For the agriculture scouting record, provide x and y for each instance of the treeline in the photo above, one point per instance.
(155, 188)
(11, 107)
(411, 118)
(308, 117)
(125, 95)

..............................

Rewrite the material above with "treeline" changed to "hedgerow" and everything else left as it is.

For the agriculture scouting record, provide x and y for each instance of the hedgerow in the photo above, one point per instance.
(155, 188)
(11, 107)
(411, 118)
(308, 117)
(125, 95)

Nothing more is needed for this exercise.